**WHAT IS ASKED**. Render every line of the items below as a Markdown table with two columns, Row and Line. Number the rows in order and skip blank lines.

**RECORDS TO USE**.
# # # # # # #
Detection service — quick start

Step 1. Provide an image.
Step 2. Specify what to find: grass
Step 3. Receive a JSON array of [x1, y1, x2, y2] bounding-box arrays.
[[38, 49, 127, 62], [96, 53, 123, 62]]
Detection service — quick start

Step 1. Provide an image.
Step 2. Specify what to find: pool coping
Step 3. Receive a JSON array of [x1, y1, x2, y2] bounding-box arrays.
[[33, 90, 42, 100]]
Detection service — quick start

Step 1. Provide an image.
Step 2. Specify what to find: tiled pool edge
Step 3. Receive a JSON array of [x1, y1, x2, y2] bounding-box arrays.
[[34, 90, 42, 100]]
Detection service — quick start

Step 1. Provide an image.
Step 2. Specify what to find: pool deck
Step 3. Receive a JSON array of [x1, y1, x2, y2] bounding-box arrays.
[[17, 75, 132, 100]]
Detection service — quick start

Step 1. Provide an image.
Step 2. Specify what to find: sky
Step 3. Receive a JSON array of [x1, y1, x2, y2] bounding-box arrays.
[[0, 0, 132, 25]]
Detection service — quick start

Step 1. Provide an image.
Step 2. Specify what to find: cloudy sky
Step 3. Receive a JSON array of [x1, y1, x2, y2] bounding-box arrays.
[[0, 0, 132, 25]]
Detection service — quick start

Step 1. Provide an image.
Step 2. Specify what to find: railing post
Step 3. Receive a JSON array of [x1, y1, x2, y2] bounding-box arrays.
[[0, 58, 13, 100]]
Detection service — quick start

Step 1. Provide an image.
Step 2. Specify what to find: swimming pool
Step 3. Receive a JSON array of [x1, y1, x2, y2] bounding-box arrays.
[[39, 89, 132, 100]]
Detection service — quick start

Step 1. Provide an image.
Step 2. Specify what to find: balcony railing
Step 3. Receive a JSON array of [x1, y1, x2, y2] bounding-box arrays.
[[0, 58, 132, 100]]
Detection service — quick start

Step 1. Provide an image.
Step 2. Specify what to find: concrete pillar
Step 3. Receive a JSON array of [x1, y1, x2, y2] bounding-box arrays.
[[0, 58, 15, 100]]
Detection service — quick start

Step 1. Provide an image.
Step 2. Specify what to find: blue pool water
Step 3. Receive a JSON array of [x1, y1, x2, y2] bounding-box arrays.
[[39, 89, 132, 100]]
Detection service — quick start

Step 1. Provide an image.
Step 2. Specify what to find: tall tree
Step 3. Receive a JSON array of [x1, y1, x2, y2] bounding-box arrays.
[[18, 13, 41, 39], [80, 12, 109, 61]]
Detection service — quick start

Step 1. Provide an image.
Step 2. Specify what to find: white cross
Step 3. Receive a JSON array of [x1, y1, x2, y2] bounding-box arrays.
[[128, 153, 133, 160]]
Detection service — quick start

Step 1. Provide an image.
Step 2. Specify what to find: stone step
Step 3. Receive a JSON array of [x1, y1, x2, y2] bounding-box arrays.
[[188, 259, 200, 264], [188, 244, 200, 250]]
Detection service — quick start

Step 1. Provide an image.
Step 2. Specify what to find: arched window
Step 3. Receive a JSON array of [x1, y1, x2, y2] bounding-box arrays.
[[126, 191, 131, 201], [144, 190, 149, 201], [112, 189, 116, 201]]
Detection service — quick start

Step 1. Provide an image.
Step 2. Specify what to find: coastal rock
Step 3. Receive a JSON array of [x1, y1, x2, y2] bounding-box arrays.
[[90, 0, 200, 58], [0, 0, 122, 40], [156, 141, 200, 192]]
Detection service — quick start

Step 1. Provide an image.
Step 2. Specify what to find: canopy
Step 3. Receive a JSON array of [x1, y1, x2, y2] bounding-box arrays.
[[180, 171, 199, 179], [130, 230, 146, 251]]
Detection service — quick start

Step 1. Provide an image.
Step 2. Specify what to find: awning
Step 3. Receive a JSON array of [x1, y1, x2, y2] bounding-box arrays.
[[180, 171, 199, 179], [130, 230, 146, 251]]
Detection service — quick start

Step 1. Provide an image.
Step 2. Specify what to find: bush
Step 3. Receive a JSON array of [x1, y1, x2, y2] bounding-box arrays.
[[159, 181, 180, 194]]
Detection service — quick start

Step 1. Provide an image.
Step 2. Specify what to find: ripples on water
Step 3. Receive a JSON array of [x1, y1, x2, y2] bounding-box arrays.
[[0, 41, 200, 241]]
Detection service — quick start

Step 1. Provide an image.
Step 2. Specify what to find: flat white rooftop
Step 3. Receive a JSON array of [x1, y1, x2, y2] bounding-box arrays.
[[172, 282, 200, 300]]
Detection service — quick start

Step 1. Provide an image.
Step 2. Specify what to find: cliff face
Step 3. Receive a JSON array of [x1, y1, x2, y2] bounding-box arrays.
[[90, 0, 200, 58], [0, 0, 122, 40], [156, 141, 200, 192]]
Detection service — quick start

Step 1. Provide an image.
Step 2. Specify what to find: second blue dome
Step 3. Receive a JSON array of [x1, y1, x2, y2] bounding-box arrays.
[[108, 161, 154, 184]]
# # # # # # #
**ANSWER TO THE PROBLEM**.
| Row | Line |
|---|---|
| 1 | Detection service — quick start |
| 2 | Step 1. Provide an image. |
| 3 | Step 2. Specify what to find: grass |
| 4 | Step 3. Receive a JSON array of [x1, y1, x2, y2] bounding-box arrays. |
| 5 | [[38, 49, 127, 62], [96, 53, 123, 62]] |
| 6 | Detection service — quick start |
| 7 | Step 1. Provide an image. |
| 8 | Step 2. Specify what to find: pool coping |
| 9 | Step 3. Receive a JSON array of [x1, y1, x2, y2] bounding-box arrays. |
| 10 | [[33, 90, 42, 100]] |
| 11 | Detection service — quick start |
| 12 | Step 1. Provide an image. |
| 13 | Step 2. Specify what to find: tiled pool edge |
| 14 | Step 3. Receive a JSON array of [x1, y1, x2, y2] bounding-box arrays. |
| 15 | [[34, 90, 42, 100]] |
| 16 | Detection service — quick start |
| 17 | Step 1. Provide an image. |
| 18 | Step 2. Specify what to find: pool deck |
| 19 | Step 3. Receive a JSON array of [x1, y1, x2, y2] bounding-box arrays. |
| 20 | [[17, 75, 132, 100]] |
| 21 | Detection service — quick start |
| 22 | Step 1. Provide an image. |
| 23 | Step 2. Specify what to find: sky |
| 24 | Step 3. Receive a JSON array of [x1, y1, x2, y2] bounding-box arrays. |
| 25 | [[0, 0, 132, 25]] |
| 26 | Detection service — quick start |
| 27 | Step 1. Provide an image. |
| 28 | Step 2. Specify what to find: cloudy sky |
| 29 | Step 3. Receive a JSON array of [x1, y1, x2, y2] bounding-box arrays. |
| 30 | [[0, 0, 132, 25]] |
| 31 | Detection service — quick start |
| 32 | Step 1. Provide an image. |
| 33 | Step 2. Specify what to find: railing post |
| 34 | Step 3. Receive a JSON array of [x1, y1, x2, y2] bounding-box arrays. |
| 35 | [[0, 58, 13, 100]] |
| 36 | Detection service — quick start |
| 37 | Step 1. Provide an image. |
| 38 | Step 2. Specify what to find: swimming pool |
| 39 | Step 3. Receive a JSON array of [x1, y1, x2, y2] bounding-box arrays. |
| 40 | [[39, 89, 132, 100]] |
| 41 | Detection service — quick start |
| 42 | Step 1. Provide an image. |
| 43 | Step 2. Specify what to find: balcony railing |
| 44 | Step 3. Receive a JSON array of [x1, y1, x2, y2] bounding-box arrays. |
| 45 | [[0, 58, 132, 100]] |
| 46 | Detection service — quick start |
| 47 | Step 1. Provide an image. |
| 48 | Step 2. Specify what to find: concrete pillar |
| 49 | Step 3. Receive a JSON array of [x1, y1, x2, y2] bounding-box arrays. |
| 50 | [[0, 58, 15, 100]] |
| 51 | Detection service — quick start |
| 52 | Step 1. Provide an image. |
| 53 | Step 2. Specify what to find: blue pool water |
| 54 | Step 3. Receive a JSON array of [x1, y1, x2, y2] bounding-box arrays. |
| 55 | [[39, 89, 132, 100]] |
| 56 | Detection service — quick start |
| 57 | Step 1. Provide an image. |
| 58 | Step 2. Specify what to find: tall tree |
| 59 | Step 3. Receive a JSON array of [x1, y1, x2, y2] bounding-box arrays. |
| 60 | [[18, 13, 41, 39], [80, 12, 109, 61]] |
| 61 | Detection service — quick start |
| 62 | Step 1. Provide an image. |
| 63 | Step 2. Specify what to find: white cross |
| 64 | Step 3. Receive a JSON array of [x1, y1, x2, y2] bounding-box arrays. |
| 65 | [[128, 153, 133, 160]] |
| 66 | Detection service — quick start |
| 67 | Step 1. Provide an image. |
| 68 | Step 2. Specify what to find: stone step |
| 69 | Step 3. Receive a JSON array of [x1, y1, x2, y2] bounding-box arrays. |
| 70 | [[188, 259, 200, 264], [188, 244, 200, 250]] |
| 71 | Detection service — quick start |
| 72 | Step 1. Provide an image. |
| 73 | Step 2. Specify what to find: arched window |
| 74 | Step 3. Receive a JSON array of [x1, y1, x2, y2] bounding-box arrays. |
| 75 | [[126, 191, 131, 201], [144, 190, 149, 201], [112, 189, 116, 201]] |
| 76 | Detection service — quick start |
| 77 | Step 1. Provide an image. |
| 78 | Step 2. Specify what to find: coastal rock |
| 79 | Step 3. Receive a JSON array of [x1, y1, x2, y2] bounding-box arrays. |
| 80 | [[90, 0, 200, 58], [0, 0, 122, 40], [156, 141, 200, 192]] |
| 81 | Detection service — quick start |
| 82 | Step 1. Provide an image. |
| 83 | Step 2. Specify what to find: canopy |
| 84 | Step 3. Receive a JSON array of [x1, y1, x2, y2] bounding-box arrays. |
| 85 | [[180, 171, 199, 179], [130, 230, 146, 251]] |
| 86 | Detection service — quick start |
| 87 | Step 1. Provide an image. |
| 88 | Step 2. Specify what to find: awning |
| 89 | Step 3. Receive a JSON array of [x1, y1, x2, y2] bounding-box arrays. |
| 90 | [[180, 171, 199, 179], [130, 230, 146, 251]] |
| 91 | Detection service — quick start |
| 92 | Step 1. Provide an image. |
| 93 | Step 2. Specify what to find: bush |
| 94 | Step 3. Receive a JSON array of [x1, y1, x2, y2] bounding-box arrays. |
| 95 | [[159, 181, 180, 194]] |
| 96 | Detection service — quick start |
| 97 | Step 1. Provide an image. |
| 98 | Step 2. Specify what to find: ripples on water |
| 99 | Step 3. Receive a JSON array of [x1, y1, x2, y2] bounding-box arrays. |
| 100 | [[0, 41, 200, 241]] |
| 101 | Detection service — quick start |
| 102 | Step 1. Provide an image. |
| 103 | Step 2. Specify what to find: flat white rooftop |
| 104 | Step 3. Receive a JSON array of [x1, y1, x2, y2] bounding-box arrays. |
| 105 | [[172, 282, 200, 300]] |
| 106 | Detection service — quick start |
| 107 | Step 1. Provide an image. |
| 108 | Step 2. Specify what to find: cliff face |
| 109 | Step 3. Receive a JSON array of [x1, y1, x2, y2] bounding-box arrays. |
| 110 | [[90, 0, 200, 58], [0, 0, 122, 40], [156, 141, 200, 192]] |
| 111 | Detection service — quick start |
| 112 | Step 1. Provide an image. |
| 113 | Step 2. Specify what to find: second blue dome |
| 114 | Step 3. Receive a JSON array of [x1, y1, x2, y2] bounding-box arrays. |
| 115 | [[108, 161, 154, 184]] |